Selected extract Start Marker

Alex Berezow, a microbiologist from the University of Washington, is leaving Seattle after fourteen years in what he believed was the most beautiful city in the world.

He has penned an eloquent column on his decision for the Seattle Times. It makes for startling reading no matter where you live in the U.S.

For starters, Seattle's policies have created a larger homeless population than in the past. Berezow was so concerned about this that he made an appointment with Debora Juarez, the District 5 City Council member for whom Berezow had voted, to talk about the matter:

I believe strongly that it is not compassionate to leave people who are unable or unwilling to care for themselves to suffer and die on the street. Because many (but certainly not all) homeless people struggle with mental illness or drug addiction, I suggested that Seattle find a way to make it easier to provide treatment to these troubled souls — involuntarily, if need be. It could literally save their lives.

Juarez exclaimed, “What is this? Nazi Germany?”

Appalled — in part because my grandparents survived Nazi Germany — I got up and walked out.

Seattle prides itself on being an anti-Trump city, but in some ways the conduct of its elected officials leave something to be desired, too. They have made Seattle unpleasant and as toxic as any place in the nation:

Slowly but surely, Seattle has become an angry place. Councilmember Kshama Sawant called a police shooting a “brutal murder.” She also tweeted that it was “terrible” for a feminist organization to wish that Barbara Bush, on her death, rest in peace. As a congressional candidate, Pramila Jayapal supporters implied that her respectable opponent, Brady Walkinshaw, was a misogynist and racist. And former Mayor Ed Murray, whose pattern of alleged sexual behavior finally caught up with him, remained defiant until the bitter end.

Selected extract End Marker
Records Start Marker

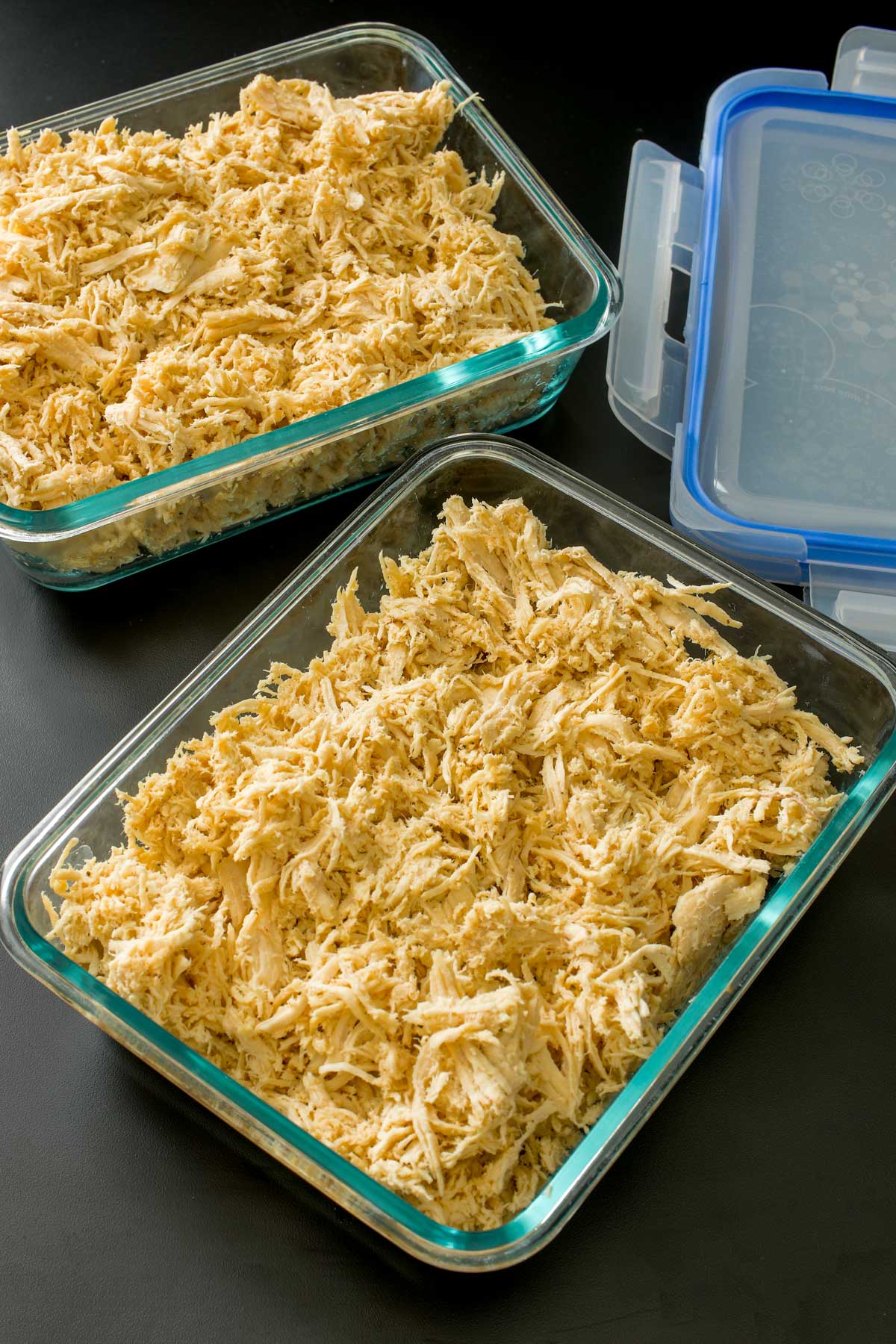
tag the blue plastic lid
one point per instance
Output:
(780, 406)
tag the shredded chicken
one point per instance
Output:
(438, 895)
(164, 297)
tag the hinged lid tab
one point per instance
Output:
(867, 63)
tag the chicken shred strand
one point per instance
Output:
(164, 297)
(440, 894)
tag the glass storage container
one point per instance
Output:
(169, 512)
(839, 675)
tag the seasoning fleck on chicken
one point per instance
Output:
(164, 297)
(438, 895)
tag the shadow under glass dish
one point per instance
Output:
(837, 675)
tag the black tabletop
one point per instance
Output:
(759, 1202)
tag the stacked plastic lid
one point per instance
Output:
(780, 406)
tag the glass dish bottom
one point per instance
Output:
(839, 676)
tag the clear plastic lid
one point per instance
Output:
(780, 405)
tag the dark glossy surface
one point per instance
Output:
(758, 1203)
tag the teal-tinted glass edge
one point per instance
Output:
(264, 449)
(528, 1230)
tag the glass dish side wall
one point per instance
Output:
(176, 510)
(252, 494)
(836, 675)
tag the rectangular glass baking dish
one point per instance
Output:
(173, 511)
(845, 680)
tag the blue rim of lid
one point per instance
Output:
(828, 546)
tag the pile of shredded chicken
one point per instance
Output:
(438, 895)
(163, 297)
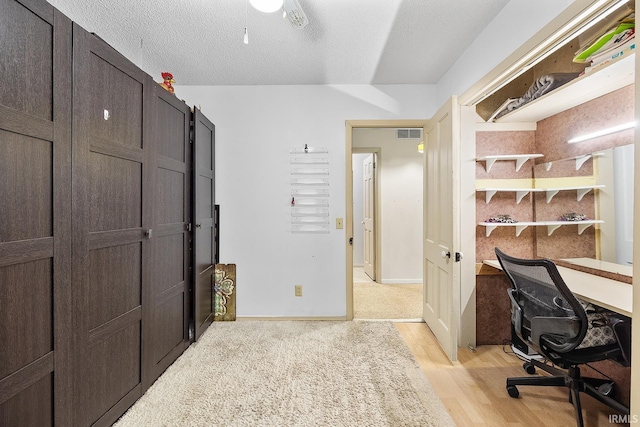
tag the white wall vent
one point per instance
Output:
(409, 133)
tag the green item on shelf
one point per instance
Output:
(603, 40)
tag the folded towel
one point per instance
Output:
(543, 85)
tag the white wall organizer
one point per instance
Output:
(309, 193)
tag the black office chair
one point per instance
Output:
(554, 323)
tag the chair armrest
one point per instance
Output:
(516, 314)
(567, 327)
(622, 329)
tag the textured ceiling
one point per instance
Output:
(345, 42)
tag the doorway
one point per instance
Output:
(383, 293)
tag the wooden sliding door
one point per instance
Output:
(112, 203)
(167, 318)
(35, 217)
(204, 214)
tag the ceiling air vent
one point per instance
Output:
(409, 133)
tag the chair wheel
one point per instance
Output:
(606, 389)
(529, 368)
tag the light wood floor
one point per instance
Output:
(473, 388)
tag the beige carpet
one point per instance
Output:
(373, 300)
(288, 373)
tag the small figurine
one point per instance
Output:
(168, 80)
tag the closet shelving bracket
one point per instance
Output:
(520, 159)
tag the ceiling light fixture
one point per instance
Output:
(603, 132)
(266, 6)
(294, 12)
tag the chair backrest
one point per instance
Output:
(546, 309)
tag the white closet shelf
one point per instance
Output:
(580, 160)
(520, 226)
(551, 225)
(607, 78)
(582, 225)
(581, 191)
(520, 192)
(520, 159)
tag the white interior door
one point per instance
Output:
(368, 223)
(441, 226)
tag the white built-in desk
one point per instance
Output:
(603, 292)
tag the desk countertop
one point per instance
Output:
(607, 293)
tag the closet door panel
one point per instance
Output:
(171, 188)
(112, 219)
(25, 313)
(115, 282)
(204, 239)
(35, 219)
(116, 103)
(27, 81)
(26, 179)
(116, 191)
(19, 410)
(167, 314)
(117, 356)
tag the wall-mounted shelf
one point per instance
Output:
(520, 192)
(520, 226)
(580, 160)
(520, 159)
(582, 225)
(551, 225)
(609, 77)
(581, 191)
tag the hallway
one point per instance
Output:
(396, 301)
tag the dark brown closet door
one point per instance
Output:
(204, 213)
(35, 217)
(111, 226)
(167, 318)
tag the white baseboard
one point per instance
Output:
(401, 281)
(330, 318)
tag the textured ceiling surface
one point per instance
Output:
(345, 42)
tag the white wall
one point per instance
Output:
(516, 23)
(256, 126)
(358, 209)
(400, 184)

Records End Marker

= Work to complete =
(1) In the column about leaving Seattle, how many years had Alex Berezow lived in the city?
(2) Return the part of the column about leaving Seattle that begins at the words "He has penned" and stops after the words "save their lives.".
(3) Summarize the column about leaving Seattle in three sentences.
The records were taken from a separate source.

= Task responses =
(1) Fourteen years.

(2)
He has penned an eloquent column on his decision for the Seattle Times. It makes for startling reading no matter where you live in the U.S.

For starters, Seattle's policies have created a larger homeless population than in the past. Berezow was so concerned about this that he made an appointment with Debora Juarez, the District 5 City Council member for whom Berezow had voted, to talk about the matter:

I believe strongly that it is not compassionate to leave people who are unable or unwilling to care for themselves to suffer and die on the street. Because many (but certainly not all) homeless people struggle with mental illness or drug addiction, I suggested that Seattle find a way to make it easier to provide treatment to these troubled souls — involuntarily, if need be. It could literally save their lives.

(3) Alex Berezow, a University of Washington microbiologist, is leaving Seattle after fourteen years and wrote about his decision in a Seattle Times column. He met with council member Debora Juarez to suggest making it easier to treat homeless people with mental illness or addiction, involuntarily if needed, and walked out when she replied, "What is this? Nazi Germany?" He argues that Seattle's elected officials have made the city an angry place, citing remarks by Kshama Sawant, supporters of Pramila Jayapal, and former Mayor Ed Murray.